***** Page
I know that the pictures above are very dark... If you need to see different pictures, the back and whats connected, or anything else I will find a flashlight and retake pictures. Since its the weekend, I will be able to do this all faster.

Thanks again for the help.


----------



## Myztic (Oct 5, 2015)

osu1991 said:


> I would take the Time Capsule out of the equation and connect the Roamio ethernet cable to the Arris Modem/Router
> 
> Unless you are getting telephone service from Cox too, I would just go buy an Arris cable modem from Walmart or Amazon instead of renting one of the combo modem/routers from Cox. Something like the Arris SB 6183 or 6141. I use them at both homes in Nevada and Oklahoma with Cox and Tivos w/Minis on moca.


I purchased this one from amazon: ARRIS SURFboard SB6183 DOCSIS 3.0 Cable Modem
I am getting phone, cable, internet from Cox. Will this modem be able to do that? I really do need the telephone line..


----------



## osu1991 (Mar 6, 2015)

Myztic said:


> I purchased this one from amazon: ARRIS SURFboard SB6183 DOCSIS 3.0 Cable Modem
> I am getting phone, cable, internet from Cox. Will this modem be able to do that? I really do need the telephone line..


Return the 6183 modem you won't need it.

If you have phone service with Cox you will have to use their Modem and they don't charge you for it with phone service. It will simplify your setup as the Cox telephony modem will connect to your time capsule via ethernet


----------



## Myztic (Oct 5, 2015)

This is what is connected to my Arris









This is what is connected into my TIVO Roamio









And this is the box that has a light that says Messages next to it (Think this is for the telephone)


----------



## Myztic (Oct 5, 2015)

On the phone with cox and they said that I need to use their telephone modem which i have to pay a rental fee for. They said this is not free. It is a rental. I asked if i could purchase my own. They said it would be too hard to find.
**********
***** Excerpted data
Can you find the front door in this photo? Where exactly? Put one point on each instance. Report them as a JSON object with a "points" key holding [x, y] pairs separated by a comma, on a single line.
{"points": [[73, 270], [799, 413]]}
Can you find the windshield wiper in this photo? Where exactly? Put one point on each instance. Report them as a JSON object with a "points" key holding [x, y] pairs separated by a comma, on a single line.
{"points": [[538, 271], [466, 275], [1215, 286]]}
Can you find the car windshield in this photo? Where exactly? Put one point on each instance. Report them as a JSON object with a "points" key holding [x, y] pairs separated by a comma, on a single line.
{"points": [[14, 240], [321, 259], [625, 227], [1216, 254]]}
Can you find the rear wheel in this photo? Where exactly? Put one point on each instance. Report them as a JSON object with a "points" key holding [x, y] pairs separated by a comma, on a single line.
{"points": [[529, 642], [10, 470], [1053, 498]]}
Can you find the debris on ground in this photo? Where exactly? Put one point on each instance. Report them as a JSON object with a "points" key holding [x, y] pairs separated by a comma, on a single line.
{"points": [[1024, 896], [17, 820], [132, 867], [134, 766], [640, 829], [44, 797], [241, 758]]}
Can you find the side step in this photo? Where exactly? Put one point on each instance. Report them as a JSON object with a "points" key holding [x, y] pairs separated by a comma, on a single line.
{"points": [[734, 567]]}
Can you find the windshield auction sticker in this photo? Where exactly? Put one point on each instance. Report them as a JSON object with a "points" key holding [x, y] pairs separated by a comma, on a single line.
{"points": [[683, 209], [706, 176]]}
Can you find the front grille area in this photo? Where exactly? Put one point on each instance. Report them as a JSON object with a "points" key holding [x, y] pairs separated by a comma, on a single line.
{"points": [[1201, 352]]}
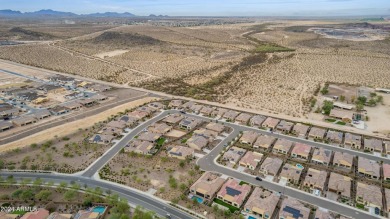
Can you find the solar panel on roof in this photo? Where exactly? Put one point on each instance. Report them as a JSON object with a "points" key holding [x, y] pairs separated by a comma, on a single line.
{"points": [[232, 192], [295, 212]]}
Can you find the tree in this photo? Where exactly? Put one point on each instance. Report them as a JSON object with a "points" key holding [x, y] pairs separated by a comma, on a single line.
{"points": [[69, 195], [27, 195], [327, 107], [359, 106], [43, 195]]}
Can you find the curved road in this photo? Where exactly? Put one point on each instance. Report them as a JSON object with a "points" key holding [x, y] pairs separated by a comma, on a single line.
{"points": [[206, 163]]}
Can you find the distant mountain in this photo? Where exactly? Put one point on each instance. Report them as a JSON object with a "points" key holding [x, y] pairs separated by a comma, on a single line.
{"points": [[49, 12], [111, 14], [52, 13], [8, 12]]}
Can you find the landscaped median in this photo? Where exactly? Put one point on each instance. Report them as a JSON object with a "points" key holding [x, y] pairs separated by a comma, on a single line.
{"points": [[230, 207]]}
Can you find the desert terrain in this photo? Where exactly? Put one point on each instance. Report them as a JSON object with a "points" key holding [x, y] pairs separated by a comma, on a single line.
{"points": [[275, 67]]}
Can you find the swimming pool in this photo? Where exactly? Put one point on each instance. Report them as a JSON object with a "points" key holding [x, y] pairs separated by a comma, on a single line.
{"points": [[198, 199], [99, 209]]}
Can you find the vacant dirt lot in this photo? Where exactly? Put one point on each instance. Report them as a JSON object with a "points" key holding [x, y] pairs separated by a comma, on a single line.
{"points": [[71, 127]]}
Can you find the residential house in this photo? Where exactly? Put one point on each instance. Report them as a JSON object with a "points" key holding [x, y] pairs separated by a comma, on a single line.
{"points": [[243, 118], [207, 111], [216, 127], [257, 120], [261, 203], [149, 136], [176, 104], [156, 106], [290, 173], [39, 214], [138, 114], [99, 97], [387, 146], [340, 184], [284, 126], [56, 215], [5, 125], [315, 179], [270, 123], [188, 105], [368, 168], [282, 146], [24, 120], [110, 131], [86, 102], [160, 128], [59, 110], [250, 160], [130, 121], [207, 186], [233, 193], [369, 195], [373, 145], [271, 166], [116, 124], [343, 160], [249, 137], [322, 213], [316, 133], [321, 156], [344, 115], [301, 151], [233, 155], [146, 109], [72, 105], [264, 142], [180, 152], [293, 209], [173, 118], [101, 138], [41, 114], [197, 142], [208, 134], [140, 147], [387, 197], [353, 141], [230, 115], [196, 108], [219, 112], [189, 123], [386, 172], [334, 137]]}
**********
List of tasks:
A: Which cable modem did Myztic purchase from Amazon, according to the forum thread?
B: Reproduce the forum thread passage starting at "On the phone" and ending at "hard to find.", revising it so that "monthly fee" replaces "rental fee".

Answers to the exercise:
A: The ARRIS SURFboard SB6183 DOCSIS 3.0 Cable Modem.

B:
On the phone with cox and they said that I need to use their telephone modem which i have to pay a monthly fee for. They said this is not free. It is a rental. I asked if i could purchase my own. They said it would be too hard to find.